## begin EXERCISE INPUTS

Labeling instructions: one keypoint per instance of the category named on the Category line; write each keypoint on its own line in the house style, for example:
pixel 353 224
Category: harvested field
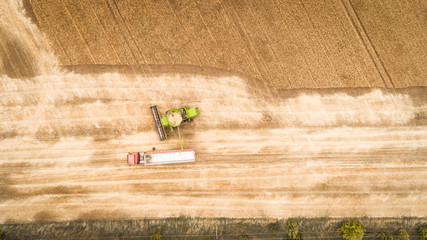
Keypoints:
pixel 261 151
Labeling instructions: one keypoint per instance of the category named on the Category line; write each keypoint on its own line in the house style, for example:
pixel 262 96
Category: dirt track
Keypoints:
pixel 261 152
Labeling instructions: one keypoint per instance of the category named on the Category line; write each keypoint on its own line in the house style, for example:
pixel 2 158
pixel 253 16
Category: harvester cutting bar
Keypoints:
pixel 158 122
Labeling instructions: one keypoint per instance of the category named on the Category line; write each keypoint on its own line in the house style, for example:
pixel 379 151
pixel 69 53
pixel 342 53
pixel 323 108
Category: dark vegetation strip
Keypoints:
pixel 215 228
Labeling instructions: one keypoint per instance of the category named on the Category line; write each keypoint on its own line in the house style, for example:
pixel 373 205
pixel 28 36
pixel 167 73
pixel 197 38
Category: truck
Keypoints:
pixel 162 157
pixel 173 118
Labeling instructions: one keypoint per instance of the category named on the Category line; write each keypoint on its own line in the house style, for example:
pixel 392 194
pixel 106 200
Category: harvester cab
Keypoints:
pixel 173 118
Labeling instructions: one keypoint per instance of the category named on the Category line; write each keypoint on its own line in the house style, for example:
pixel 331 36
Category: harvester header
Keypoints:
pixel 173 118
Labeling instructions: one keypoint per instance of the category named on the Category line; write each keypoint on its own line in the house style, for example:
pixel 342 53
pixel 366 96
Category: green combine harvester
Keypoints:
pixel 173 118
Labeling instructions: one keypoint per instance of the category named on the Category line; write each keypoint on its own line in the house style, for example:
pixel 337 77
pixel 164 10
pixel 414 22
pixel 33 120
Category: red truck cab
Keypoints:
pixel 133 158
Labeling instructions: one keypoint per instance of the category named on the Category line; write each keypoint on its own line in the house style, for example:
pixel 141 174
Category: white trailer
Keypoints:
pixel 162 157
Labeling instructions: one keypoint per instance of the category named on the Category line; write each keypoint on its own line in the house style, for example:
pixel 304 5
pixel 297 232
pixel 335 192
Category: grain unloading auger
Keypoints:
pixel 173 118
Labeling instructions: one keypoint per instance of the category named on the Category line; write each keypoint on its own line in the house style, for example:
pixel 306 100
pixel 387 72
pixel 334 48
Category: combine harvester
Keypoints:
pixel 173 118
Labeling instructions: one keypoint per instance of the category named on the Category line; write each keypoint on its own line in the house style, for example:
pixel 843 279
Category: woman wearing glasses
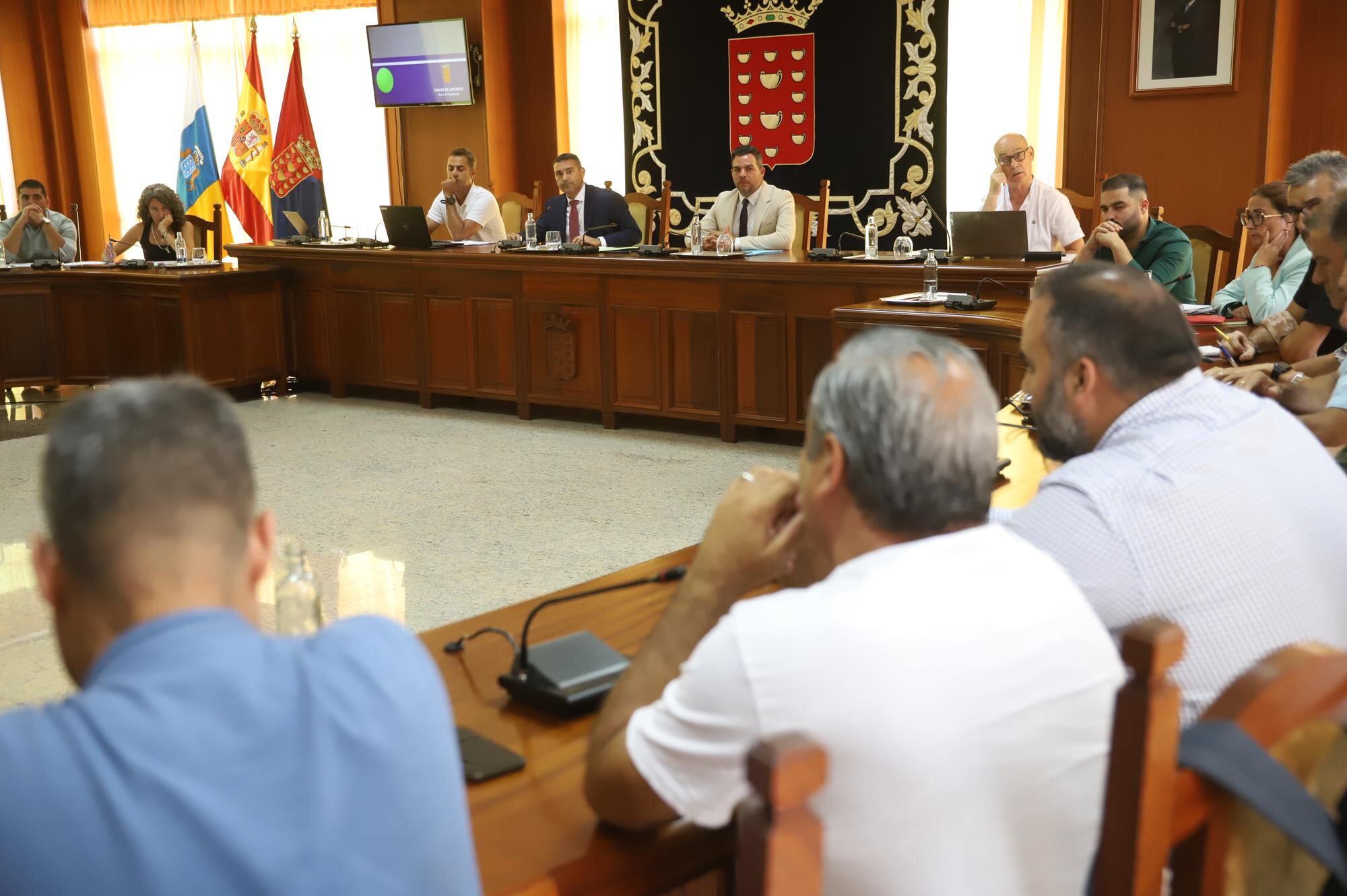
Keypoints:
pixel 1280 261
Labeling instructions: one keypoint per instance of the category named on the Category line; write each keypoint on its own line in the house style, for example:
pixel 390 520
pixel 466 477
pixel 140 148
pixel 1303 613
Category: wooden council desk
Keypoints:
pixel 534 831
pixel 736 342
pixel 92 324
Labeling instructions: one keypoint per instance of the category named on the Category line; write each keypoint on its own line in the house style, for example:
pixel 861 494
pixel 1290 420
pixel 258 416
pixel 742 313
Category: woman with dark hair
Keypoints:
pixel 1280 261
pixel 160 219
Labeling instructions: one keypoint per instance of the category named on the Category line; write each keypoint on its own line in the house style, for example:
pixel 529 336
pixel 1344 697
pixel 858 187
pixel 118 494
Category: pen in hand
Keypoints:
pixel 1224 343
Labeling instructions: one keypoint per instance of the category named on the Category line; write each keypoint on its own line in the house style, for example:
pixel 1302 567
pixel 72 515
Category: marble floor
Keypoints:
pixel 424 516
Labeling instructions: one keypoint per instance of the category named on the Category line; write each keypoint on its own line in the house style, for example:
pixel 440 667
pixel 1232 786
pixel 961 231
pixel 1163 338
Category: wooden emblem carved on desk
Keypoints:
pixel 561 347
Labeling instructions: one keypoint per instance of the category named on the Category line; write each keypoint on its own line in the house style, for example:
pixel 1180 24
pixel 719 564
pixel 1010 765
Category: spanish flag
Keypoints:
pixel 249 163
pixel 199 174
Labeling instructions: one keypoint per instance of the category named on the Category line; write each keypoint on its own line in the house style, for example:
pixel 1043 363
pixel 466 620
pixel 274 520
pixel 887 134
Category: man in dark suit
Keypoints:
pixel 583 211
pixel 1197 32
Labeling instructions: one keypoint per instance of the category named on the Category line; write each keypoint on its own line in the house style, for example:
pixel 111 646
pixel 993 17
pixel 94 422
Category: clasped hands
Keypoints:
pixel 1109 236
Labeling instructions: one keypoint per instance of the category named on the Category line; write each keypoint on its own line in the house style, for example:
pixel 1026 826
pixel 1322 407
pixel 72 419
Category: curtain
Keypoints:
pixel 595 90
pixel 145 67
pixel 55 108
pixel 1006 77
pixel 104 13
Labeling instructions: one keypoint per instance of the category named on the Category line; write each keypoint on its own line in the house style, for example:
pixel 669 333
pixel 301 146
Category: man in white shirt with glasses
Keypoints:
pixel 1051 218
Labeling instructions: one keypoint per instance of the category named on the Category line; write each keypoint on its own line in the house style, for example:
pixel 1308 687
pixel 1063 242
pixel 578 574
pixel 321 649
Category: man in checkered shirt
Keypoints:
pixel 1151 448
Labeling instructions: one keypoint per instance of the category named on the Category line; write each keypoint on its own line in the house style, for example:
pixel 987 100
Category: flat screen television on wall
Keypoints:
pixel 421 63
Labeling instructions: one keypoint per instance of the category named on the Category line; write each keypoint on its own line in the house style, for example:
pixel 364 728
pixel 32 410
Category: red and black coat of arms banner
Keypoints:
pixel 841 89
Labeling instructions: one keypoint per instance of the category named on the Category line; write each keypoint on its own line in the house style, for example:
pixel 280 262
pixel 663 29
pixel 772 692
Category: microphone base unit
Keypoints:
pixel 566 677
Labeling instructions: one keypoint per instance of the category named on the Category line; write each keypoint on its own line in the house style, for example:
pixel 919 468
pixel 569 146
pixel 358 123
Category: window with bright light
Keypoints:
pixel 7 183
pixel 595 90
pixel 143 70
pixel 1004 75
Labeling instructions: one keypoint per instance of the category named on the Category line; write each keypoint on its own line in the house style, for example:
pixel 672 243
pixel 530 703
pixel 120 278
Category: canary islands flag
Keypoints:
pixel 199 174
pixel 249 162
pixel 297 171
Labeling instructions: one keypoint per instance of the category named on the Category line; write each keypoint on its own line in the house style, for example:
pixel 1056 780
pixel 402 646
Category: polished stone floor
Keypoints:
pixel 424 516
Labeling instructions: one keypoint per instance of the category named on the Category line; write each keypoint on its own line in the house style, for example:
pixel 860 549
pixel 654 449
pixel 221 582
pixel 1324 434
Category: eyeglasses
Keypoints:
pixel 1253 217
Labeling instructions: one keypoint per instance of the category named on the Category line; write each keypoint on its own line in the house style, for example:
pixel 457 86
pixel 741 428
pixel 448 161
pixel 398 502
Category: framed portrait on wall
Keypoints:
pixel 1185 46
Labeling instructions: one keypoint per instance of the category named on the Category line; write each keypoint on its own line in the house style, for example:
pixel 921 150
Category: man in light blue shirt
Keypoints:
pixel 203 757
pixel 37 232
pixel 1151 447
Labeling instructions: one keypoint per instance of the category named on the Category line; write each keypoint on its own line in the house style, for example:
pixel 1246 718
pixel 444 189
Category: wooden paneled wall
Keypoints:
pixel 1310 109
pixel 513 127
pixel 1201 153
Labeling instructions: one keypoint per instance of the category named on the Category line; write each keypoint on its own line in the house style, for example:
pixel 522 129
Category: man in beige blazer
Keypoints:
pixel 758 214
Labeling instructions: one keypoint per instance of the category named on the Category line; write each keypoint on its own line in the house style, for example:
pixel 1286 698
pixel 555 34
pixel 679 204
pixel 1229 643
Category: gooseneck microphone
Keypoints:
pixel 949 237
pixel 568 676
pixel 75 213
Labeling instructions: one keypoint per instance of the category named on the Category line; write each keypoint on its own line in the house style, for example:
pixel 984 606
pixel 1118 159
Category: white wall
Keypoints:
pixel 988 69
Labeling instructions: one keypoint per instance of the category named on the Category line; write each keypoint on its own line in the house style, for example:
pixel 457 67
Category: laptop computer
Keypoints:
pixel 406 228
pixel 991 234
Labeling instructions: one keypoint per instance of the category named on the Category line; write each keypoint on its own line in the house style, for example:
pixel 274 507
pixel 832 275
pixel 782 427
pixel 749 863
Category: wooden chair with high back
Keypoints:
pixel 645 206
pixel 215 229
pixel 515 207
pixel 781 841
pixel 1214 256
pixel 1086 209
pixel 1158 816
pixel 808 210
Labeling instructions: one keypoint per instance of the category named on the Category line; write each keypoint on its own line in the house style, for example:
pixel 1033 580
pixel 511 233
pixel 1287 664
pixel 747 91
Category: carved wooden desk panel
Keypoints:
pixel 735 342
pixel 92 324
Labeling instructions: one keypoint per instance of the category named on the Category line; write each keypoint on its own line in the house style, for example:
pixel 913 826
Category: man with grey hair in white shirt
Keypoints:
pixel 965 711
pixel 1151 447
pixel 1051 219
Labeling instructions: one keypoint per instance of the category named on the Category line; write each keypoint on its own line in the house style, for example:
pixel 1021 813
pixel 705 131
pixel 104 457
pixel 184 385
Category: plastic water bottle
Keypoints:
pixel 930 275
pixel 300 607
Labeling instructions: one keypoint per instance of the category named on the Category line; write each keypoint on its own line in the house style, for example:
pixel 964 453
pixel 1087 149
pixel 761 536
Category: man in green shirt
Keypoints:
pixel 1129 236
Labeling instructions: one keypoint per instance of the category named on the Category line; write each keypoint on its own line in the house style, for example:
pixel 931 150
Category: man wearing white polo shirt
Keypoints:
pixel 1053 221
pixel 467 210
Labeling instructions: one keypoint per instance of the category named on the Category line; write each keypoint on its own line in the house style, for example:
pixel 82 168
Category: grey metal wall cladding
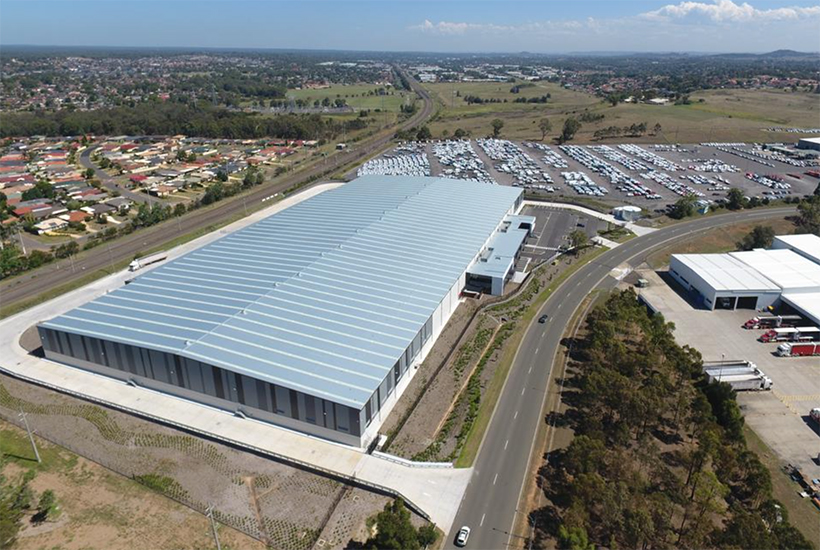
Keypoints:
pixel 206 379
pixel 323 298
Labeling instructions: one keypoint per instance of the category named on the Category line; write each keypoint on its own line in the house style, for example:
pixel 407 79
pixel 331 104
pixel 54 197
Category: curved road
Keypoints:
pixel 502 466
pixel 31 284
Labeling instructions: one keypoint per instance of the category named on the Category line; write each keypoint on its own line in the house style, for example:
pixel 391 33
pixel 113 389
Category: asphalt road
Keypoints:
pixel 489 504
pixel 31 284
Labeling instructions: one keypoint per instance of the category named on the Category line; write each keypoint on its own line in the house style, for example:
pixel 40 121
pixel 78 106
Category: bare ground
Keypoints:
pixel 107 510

## end EXERCISE INPUTS

__WHAT YOU SHOULD DO__.
Give every line of the data from the start through the line containing "pixel 133 158", inclusive, as a Markdown table with columns titled Row and Line. Leave out blank lines and pictures.

__OUTPUT FOR THIS EXERCISE__.
| Row | Line |
|---|---|
| 1 | Labeling instructions: one keypoint per instance of the category named on the Category line; write each keypoint on its own line in the house style, for example: |
| 2 | pixel 353 224 |
| 3 | Category: harvested field |
| 4 | Keypoints: |
| 5 | pixel 261 151 |
| 6 | Labeling instructions: one keypoint per instance of the category named on the Category line; write each keypoint on its own line in the house style, for example: |
| 7 | pixel 262 96 |
| 8 | Category: dirt track |
| 9 | Keypoints: |
| 10 | pixel 261 152 |
| 11 | Labeling instructions: one keypoint per instance of the category named on the Category line; write each keypoint on its own line in the house style, for example: |
| 12 | pixel 2 158 |
| 13 | pixel 253 16 |
| 14 | Category: harvester cutting bar |
| 15 | Keypoints: |
| 16 | pixel 158 122 |
| 17 | Labeling instructions: one keypoint per instance of the category named on the Category line; write each keypoint on its own line in the house style, for example: |
| 18 | pixel 379 151 |
| 19 | pixel 69 53 |
| 20 | pixel 342 53 |
| 21 | pixel 323 108 |
| 22 | Category: dark vegetation strip |
| 23 | Keypoints: |
| 24 | pixel 215 228 |
| 25 | Labeling instructions: one keypoint per instance of the category named on the Category line; write each keypoint on its own line in the house style, for example: |
| 26 | pixel 373 205 |
| 27 | pixel 28 36 |
| 28 | pixel 167 73 |
| 29 | pixel 197 38 |
| 30 | Category: truck |
| 31 | Keypoints: |
| 32 | pixel 162 157 |
| 33 | pixel 173 118 |
| 34 | Labeling instructions: one keypoint per instance of the category named on the Category line; write each keypoint on its own line in the house style, for example: |
| 35 | pixel 392 194 |
| 36 | pixel 106 200 |
| 37 | Category: harvester cab |
| 38 | Keypoints: |
| 39 | pixel 173 118 |
| 40 | Labeling instructions: one keypoint per instance of the category named on the Category line; write each keypoint on its own line in the house style, for example: |
| 41 | pixel 331 36 |
| 42 | Category: harvester header |
| 43 | Keypoints: |
| 44 | pixel 173 118 |
| 45 | Labeling instructions: one keypoint per instance of the category named on the Category line; write each keypoint on its own line in the house style, for example: |
| 46 | pixel 342 53 |
| 47 | pixel 366 96 |
| 48 | Category: green combine harvester |
| 49 | Keypoints: |
| 50 | pixel 173 118 |
| 51 | Labeling instructions: one keypoint per instance of the category named on the Category line; write each keypoint on its own line in the house style, for example: |
| 52 | pixel 337 77 |
| 53 | pixel 164 10 |
| 54 | pixel 414 22 |
| 55 | pixel 33 120 |
| 56 | Category: red truck cab |
| 57 | Keypoints: |
| 58 | pixel 133 158 |